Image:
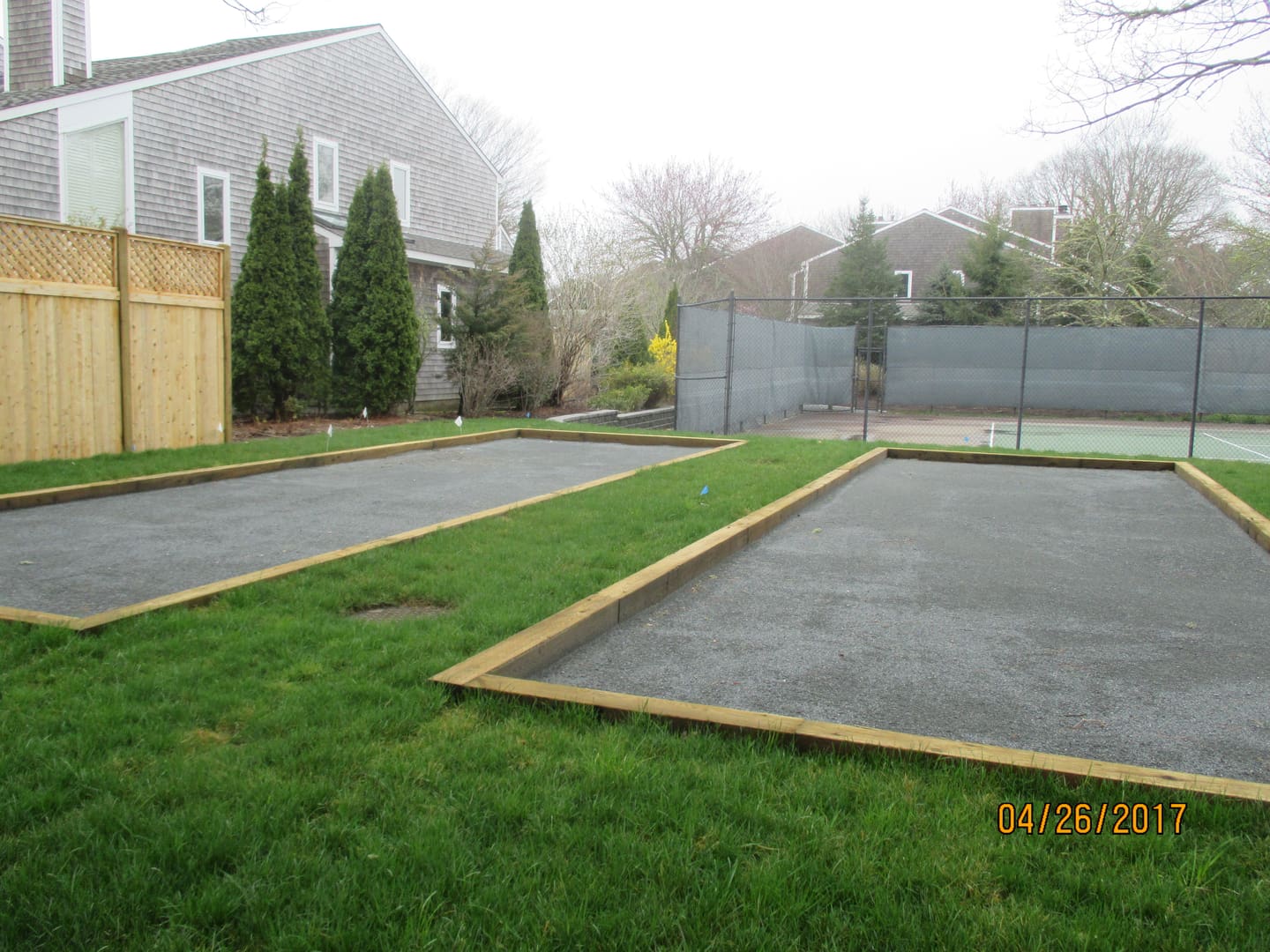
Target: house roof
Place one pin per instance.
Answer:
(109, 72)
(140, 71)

+===+

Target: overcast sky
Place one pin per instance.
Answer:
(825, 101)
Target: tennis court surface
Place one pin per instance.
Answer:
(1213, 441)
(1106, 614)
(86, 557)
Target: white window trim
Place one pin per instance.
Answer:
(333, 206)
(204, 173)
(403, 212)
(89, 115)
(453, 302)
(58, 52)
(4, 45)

+===+

What is needed >> Pull out every line of the records above that contains the string "Target", matching case exactly.

Exercise solution >>
Target: house roof
Target: overcast sky
Target: tennis court surface
Target: white window trim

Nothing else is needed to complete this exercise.